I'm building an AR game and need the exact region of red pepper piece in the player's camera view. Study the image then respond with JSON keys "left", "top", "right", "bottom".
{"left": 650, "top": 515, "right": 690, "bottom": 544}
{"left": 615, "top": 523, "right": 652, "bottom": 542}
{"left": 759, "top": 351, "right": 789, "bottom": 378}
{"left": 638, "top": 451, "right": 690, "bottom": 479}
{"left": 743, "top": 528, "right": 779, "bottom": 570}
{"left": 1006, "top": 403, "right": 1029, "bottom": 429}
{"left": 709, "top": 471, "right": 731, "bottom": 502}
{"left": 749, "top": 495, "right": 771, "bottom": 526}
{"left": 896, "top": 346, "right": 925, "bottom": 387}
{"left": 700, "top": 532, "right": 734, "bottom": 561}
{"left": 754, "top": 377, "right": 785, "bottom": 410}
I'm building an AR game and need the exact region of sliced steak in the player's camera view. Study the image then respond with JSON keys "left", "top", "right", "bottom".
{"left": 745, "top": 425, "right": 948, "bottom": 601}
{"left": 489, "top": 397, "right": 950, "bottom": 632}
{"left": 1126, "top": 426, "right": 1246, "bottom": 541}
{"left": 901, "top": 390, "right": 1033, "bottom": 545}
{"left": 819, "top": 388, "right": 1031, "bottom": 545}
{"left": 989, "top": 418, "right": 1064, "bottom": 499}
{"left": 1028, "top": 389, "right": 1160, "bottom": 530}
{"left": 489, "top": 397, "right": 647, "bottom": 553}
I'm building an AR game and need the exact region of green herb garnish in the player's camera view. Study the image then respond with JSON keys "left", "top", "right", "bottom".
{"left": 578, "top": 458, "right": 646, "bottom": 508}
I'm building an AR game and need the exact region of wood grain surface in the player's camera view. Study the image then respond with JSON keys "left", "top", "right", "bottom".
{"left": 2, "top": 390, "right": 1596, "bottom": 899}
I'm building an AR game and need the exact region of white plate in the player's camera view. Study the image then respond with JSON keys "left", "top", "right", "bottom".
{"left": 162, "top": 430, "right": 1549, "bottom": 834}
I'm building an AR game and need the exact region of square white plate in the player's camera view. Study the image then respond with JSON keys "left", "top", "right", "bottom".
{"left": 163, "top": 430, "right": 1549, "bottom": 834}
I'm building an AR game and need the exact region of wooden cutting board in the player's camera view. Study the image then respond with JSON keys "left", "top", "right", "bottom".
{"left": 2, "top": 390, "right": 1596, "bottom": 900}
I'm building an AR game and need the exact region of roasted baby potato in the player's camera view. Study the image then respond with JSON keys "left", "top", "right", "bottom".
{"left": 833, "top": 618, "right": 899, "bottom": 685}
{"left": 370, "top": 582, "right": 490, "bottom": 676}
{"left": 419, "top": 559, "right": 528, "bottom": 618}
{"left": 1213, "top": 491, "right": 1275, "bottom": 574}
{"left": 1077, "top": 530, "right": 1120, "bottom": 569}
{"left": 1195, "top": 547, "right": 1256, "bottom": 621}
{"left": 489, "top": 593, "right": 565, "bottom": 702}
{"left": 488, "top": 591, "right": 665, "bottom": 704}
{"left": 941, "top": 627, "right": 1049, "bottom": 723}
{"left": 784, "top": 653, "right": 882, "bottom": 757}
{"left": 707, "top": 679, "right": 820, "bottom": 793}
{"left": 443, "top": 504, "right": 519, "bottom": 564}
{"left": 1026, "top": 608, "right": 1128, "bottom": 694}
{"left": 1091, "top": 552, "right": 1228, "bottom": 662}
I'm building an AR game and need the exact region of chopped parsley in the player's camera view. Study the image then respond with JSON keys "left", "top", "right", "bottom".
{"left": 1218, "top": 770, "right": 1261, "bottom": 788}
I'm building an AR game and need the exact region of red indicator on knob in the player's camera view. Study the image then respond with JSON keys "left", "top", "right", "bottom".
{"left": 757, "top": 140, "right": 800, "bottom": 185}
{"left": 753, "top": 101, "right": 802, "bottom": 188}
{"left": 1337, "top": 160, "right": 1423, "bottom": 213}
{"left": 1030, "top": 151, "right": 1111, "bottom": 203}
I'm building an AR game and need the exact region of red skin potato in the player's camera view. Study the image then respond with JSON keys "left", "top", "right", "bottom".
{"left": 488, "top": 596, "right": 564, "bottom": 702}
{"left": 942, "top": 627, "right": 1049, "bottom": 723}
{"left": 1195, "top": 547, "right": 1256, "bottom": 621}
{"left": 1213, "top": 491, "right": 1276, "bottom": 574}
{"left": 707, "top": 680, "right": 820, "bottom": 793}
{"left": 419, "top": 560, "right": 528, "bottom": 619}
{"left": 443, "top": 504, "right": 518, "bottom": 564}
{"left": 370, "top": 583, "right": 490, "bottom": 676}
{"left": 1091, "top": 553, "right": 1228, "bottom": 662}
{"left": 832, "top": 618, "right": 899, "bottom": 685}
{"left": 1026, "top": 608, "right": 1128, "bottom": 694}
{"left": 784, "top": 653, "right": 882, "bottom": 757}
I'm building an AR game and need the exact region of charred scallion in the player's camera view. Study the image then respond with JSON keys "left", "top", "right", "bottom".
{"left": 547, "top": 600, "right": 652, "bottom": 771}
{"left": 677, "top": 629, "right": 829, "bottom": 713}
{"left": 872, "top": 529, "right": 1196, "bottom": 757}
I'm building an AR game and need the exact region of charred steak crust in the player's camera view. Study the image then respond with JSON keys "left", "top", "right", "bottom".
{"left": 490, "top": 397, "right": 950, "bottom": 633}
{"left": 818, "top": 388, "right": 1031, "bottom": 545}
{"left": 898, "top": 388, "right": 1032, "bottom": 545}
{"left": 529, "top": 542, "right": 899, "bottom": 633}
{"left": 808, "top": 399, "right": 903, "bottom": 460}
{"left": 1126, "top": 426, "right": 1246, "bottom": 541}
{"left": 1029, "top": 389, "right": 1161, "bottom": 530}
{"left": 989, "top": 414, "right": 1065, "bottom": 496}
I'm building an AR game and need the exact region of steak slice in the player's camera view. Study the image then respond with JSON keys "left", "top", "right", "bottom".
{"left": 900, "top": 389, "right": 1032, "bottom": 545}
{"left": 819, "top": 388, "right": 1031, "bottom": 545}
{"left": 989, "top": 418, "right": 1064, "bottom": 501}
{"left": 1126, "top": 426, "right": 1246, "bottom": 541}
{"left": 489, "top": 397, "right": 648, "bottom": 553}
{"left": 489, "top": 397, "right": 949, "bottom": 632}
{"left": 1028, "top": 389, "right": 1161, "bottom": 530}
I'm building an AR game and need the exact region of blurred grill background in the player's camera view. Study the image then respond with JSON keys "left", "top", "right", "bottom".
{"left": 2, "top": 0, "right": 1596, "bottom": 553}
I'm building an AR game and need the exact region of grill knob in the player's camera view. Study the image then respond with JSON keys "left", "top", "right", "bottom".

━━━━━━━━━━

Activity: Transcribe the records above exactly.

Answer space:
I'm building an AR game and need the exact region of red pepper piece in the player's camera view. Study the image then respond with JSON keys "left", "top", "right", "bottom".
{"left": 650, "top": 515, "right": 690, "bottom": 544}
{"left": 615, "top": 523, "right": 652, "bottom": 542}
{"left": 759, "top": 351, "right": 789, "bottom": 378}
{"left": 638, "top": 451, "right": 690, "bottom": 479}
{"left": 743, "top": 528, "right": 779, "bottom": 570}
{"left": 1006, "top": 403, "right": 1029, "bottom": 429}
{"left": 709, "top": 471, "right": 731, "bottom": 502}
{"left": 749, "top": 495, "right": 771, "bottom": 526}
{"left": 896, "top": 346, "right": 925, "bottom": 387}
{"left": 700, "top": 532, "right": 734, "bottom": 561}
{"left": 754, "top": 377, "right": 785, "bottom": 410}
I'm building an AR game and need the exact region of sliced steak in the player's camera view. Study the image then respond with JSON keys "left", "top", "right", "bottom".
{"left": 745, "top": 425, "right": 948, "bottom": 601}
{"left": 489, "top": 397, "right": 950, "bottom": 632}
{"left": 1126, "top": 426, "right": 1246, "bottom": 541}
{"left": 901, "top": 390, "right": 1033, "bottom": 545}
{"left": 819, "top": 388, "right": 1031, "bottom": 545}
{"left": 989, "top": 418, "right": 1064, "bottom": 499}
{"left": 1028, "top": 389, "right": 1160, "bottom": 530}
{"left": 489, "top": 397, "right": 647, "bottom": 553}
I'm building an AR game and need the exact region of green herb garnish in the player's camera view. Study the image then respond with JSON keys "left", "top", "right", "bottom".
{"left": 578, "top": 458, "right": 646, "bottom": 508}
I'm building an AR game and need the exact region of wood grain surface in the player's camera view. Study the image then respond with JSON keys "left", "top", "right", "bottom".
{"left": 2, "top": 390, "right": 1596, "bottom": 899}
I'm building an AR game and need the exact region of white plate in the player's camera view. Study the image then respond with JSON keys "left", "top", "right", "bottom".
{"left": 162, "top": 430, "right": 1549, "bottom": 834}
I'm building an AR game and need the exact region of square white plate in the player's camera view. Study the image then respond with JSON keys "left", "top", "right", "bottom".
{"left": 163, "top": 430, "right": 1549, "bottom": 834}
I'm building an AR game and need the exact region of wooden cutting board in the player's camera view. Study the image then respond with JSON keys "left", "top", "right", "bottom".
{"left": 2, "top": 390, "right": 1596, "bottom": 900}
I'm building an AR game and need the exact region of roasted baby potato in the player's camera view. Study the image then respond with JSON keys "left", "top", "right", "bottom".
{"left": 833, "top": 618, "right": 899, "bottom": 685}
{"left": 370, "top": 582, "right": 490, "bottom": 676}
{"left": 419, "top": 559, "right": 528, "bottom": 618}
{"left": 1213, "top": 491, "right": 1275, "bottom": 574}
{"left": 1077, "top": 530, "right": 1120, "bottom": 569}
{"left": 1195, "top": 547, "right": 1256, "bottom": 621}
{"left": 489, "top": 593, "right": 565, "bottom": 702}
{"left": 488, "top": 591, "right": 665, "bottom": 704}
{"left": 941, "top": 627, "right": 1049, "bottom": 723}
{"left": 784, "top": 653, "right": 882, "bottom": 757}
{"left": 707, "top": 679, "right": 820, "bottom": 793}
{"left": 443, "top": 504, "right": 519, "bottom": 564}
{"left": 1026, "top": 608, "right": 1128, "bottom": 694}
{"left": 1091, "top": 552, "right": 1228, "bottom": 662}
I'm building an AR game and need the exact region of chopped parsley in the player's camera view. Study the image then respond with JSON keys "left", "top", "right", "bottom".
{"left": 1218, "top": 770, "right": 1261, "bottom": 788}
I'm building an AR game and need the exact region of red indicator on knob in the player's camera view. Study the image then respond with JSON keys "left", "top", "right", "bottom".
{"left": 757, "top": 140, "right": 800, "bottom": 185}
{"left": 753, "top": 101, "right": 802, "bottom": 188}
{"left": 1337, "top": 160, "right": 1423, "bottom": 213}
{"left": 1030, "top": 151, "right": 1111, "bottom": 203}
I'm building an AR game and need the exact region of red skin potato in the player's camera view. Study the image then respond with JSON keys "left", "top", "right", "bottom".
{"left": 488, "top": 596, "right": 564, "bottom": 702}
{"left": 942, "top": 627, "right": 1049, "bottom": 723}
{"left": 1195, "top": 547, "right": 1256, "bottom": 621}
{"left": 1213, "top": 491, "right": 1276, "bottom": 574}
{"left": 707, "top": 680, "right": 820, "bottom": 793}
{"left": 419, "top": 560, "right": 528, "bottom": 619}
{"left": 443, "top": 504, "right": 518, "bottom": 564}
{"left": 370, "top": 583, "right": 490, "bottom": 676}
{"left": 1091, "top": 553, "right": 1228, "bottom": 662}
{"left": 832, "top": 618, "right": 899, "bottom": 685}
{"left": 1026, "top": 608, "right": 1128, "bottom": 694}
{"left": 784, "top": 653, "right": 882, "bottom": 757}
I'm building an AR game and need the exact region of charred scallion in the player's camera view. Study the image then respond with JSON keys "left", "top", "right", "bottom".
{"left": 547, "top": 600, "right": 652, "bottom": 771}
{"left": 677, "top": 629, "right": 829, "bottom": 713}
{"left": 872, "top": 529, "right": 1196, "bottom": 757}
I'm building an AR game and need the exact region of charred steak crust in the player's camera view. Study the image then respond with JSON keys "left", "top", "right", "bottom".
{"left": 490, "top": 397, "right": 950, "bottom": 633}
{"left": 818, "top": 388, "right": 1031, "bottom": 545}
{"left": 898, "top": 388, "right": 1032, "bottom": 545}
{"left": 529, "top": 542, "right": 899, "bottom": 633}
{"left": 808, "top": 399, "right": 903, "bottom": 460}
{"left": 1126, "top": 426, "right": 1246, "bottom": 541}
{"left": 1029, "top": 389, "right": 1161, "bottom": 530}
{"left": 989, "top": 414, "right": 1065, "bottom": 496}
I'm building an AR game and need the exact region of steak slice in the player's camera view. Study the image then respond with JSON keys "left", "top", "right", "bottom".
{"left": 900, "top": 389, "right": 1032, "bottom": 545}
{"left": 819, "top": 388, "right": 1031, "bottom": 545}
{"left": 989, "top": 418, "right": 1064, "bottom": 501}
{"left": 1126, "top": 426, "right": 1246, "bottom": 541}
{"left": 489, "top": 397, "right": 648, "bottom": 553}
{"left": 489, "top": 397, "right": 949, "bottom": 632}
{"left": 1028, "top": 389, "right": 1161, "bottom": 530}
I'm building an AR game and need the exact region of blurred grill background in the player's camera view. Study the image then respond with JSON keys "left", "top", "right", "bottom".
{"left": 2, "top": 0, "right": 1596, "bottom": 553}
I'm building an AR game and need the exact region of grill knob in the player's camera view. Study the image then respond with JSON keys "left", "top", "right", "bottom".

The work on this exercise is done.